EXERCISE DIRECTIONS: Pull out each line of the listing that contains the word "outlines" and copy those lines unchanged.

INPUT RECORDS:
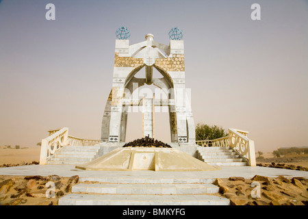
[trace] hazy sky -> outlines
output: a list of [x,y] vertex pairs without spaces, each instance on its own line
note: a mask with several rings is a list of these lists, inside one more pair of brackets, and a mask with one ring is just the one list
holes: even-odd
[[[100,139],[122,25],[131,44],[183,30],[196,124],[248,131],[256,151],[308,146],[304,0],[0,0],[0,145],[33,146],[63,127]],[[142,135],[142,114],[129,116],[127,141]],[[155,138],[170,141],[167,114],[155,118]]]

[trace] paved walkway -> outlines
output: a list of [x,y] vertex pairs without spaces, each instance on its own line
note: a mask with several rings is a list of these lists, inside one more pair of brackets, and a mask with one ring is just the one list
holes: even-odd
[[155,172],[151,170],[133,171],[94,171],[83,170],[74,165],[29,165],[0,168],[0,175],[57,175],[60,177],[79,175],[89,178],[146,178],[146,179],[183,179],[183,178],[229,178],[242,177],[252,178],[255,175],[276,177],[283,175],[287,177],[303,177],[308,178],[308,172],[279,169],[261,166],[220,166],[221,169],[211,171]]

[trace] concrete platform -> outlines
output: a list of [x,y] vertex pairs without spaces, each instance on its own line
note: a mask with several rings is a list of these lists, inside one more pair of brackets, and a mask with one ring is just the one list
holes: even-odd
[[108,195],[69,194],[59,205],[228,205],[229,200],[211,195]]
[[135,180],[138,179],[153,179],[166,181],[172,179],[213,179],[242,177],[250,179],[255,175],[276,177],[283,175],[286,177],[303,177],[308,178],[308,172],[278,169],[261,166],[220,166],[220,170],[212,171],[172,171],[155,172],[153,170],[95,171],[75,168],[75,165],[29,165],[0,168],[0,175],[57,175],[61,177],[79,175],[79,177],[95,179],[122,179]]

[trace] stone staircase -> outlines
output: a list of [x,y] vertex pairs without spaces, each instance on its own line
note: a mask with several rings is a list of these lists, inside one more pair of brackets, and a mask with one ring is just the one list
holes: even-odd
[[200,147],[198,159],[211,166],[247,166],[247,162],[229,147]]
[[66,146],[47,161],[47,164],[84,164],[99,156],[99,146]]
[[215,179],[81,177],[59,205],[229,205]]

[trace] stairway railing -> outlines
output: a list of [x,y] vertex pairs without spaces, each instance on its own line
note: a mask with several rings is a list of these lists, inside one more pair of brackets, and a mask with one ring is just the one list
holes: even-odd
[[229,136],[214,140],[196,141],[201,146],[229,146],[243,158],[247,160],[249,166],[255,166],[255,142],[247,138],[246,131],[229,129]]
[[67,145],[94,146],[101,140],[82,139],[68,136],[68,128],[49,131],[50,136],[42,140],[40,164],[46,164],[50,157]]

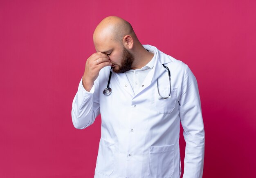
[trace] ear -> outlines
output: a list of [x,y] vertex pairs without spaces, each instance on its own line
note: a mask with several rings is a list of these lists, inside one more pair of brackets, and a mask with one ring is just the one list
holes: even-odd
[[126,35],[123,39],[123,44],[127,49],[131,49],[133,47],[133,40],[130,35]]

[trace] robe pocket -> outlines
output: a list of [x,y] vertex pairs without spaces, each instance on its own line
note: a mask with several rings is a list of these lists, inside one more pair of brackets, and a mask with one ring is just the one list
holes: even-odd
[[[163,97],[166,97],[170,93],[169,87],[159,87],[159,93]],[[155,107],[160,114],[171,113],[176,105],[177,99],[177,88],[172,88],[171,90],[171,98],[167,99],[160,99],[157,89],[155,92]]]
[[115,144],[101,138],[96,163],[97,171],[109,176],[114,171]]
[[169,178],[173,174],[175,145],[150,147],[148,174],[151,178]]

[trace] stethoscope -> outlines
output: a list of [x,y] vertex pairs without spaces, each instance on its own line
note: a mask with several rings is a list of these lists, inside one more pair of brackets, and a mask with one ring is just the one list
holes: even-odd
[[[157,79],[157,91],[158,92],[158,94],[159,95],[159,99],[167,99],[171,97],[171,72],[170,72],[170,70],[169,70],[169,68],[166,66],[165,66],[164,64],[162,64],[163,66],[164,67],[166,68],[168,71],[168,75],[169,76],[169,84],[170,84],[170,92],[169,93],[169,95],[168,96],[164,97],[162,96],[160,94],[160,92],[159,92],[159,87],[158,86],[158,78]],[[108,77],[108,85],[107,85],[107,88],[104,89],[103,91],[103,94],[105,96],[107,96],[108,95],[110,95],[112,93],[112,89],[110,87],[109,87],[109,84],[110,82],[110,79],[111,78],[111,76],[112,75],[112,71],[111,71],[111,69],[112,69],[112,67],[110,69],[110,72],[109,73],[109,77]]]

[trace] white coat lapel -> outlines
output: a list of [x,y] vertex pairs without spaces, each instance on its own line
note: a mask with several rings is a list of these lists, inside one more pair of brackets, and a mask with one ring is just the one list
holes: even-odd
[[135,94],[129,80],[125,73],[115,73],[113,75],[116,79],[119,82],[121,88],[127,91],[132,97],[134,96]]

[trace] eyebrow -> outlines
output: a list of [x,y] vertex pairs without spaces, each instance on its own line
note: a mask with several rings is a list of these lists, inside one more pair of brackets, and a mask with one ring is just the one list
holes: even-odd
[[111,51],[111,49],[109,49],[107,51],[103,51],[103,52],[101,52],[101,53],[108,53],[108,52],[110,52],[110,51]]

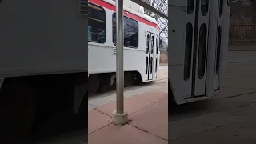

TASK OUTPUT:
[trace] hazy sky -> outlines
[trace] paved walkway -> outlines
[trace] concrete platform -> outlines
[trace] stone staircase -> outlines
[trace] stairway railing -> outlines
[trace] ear -> outlines
[trace] robe pocket -> outlines
[trace] stethoscope -> outlines
[trace] white coat lapel -> outlines
[trace] eyebrow -> outlines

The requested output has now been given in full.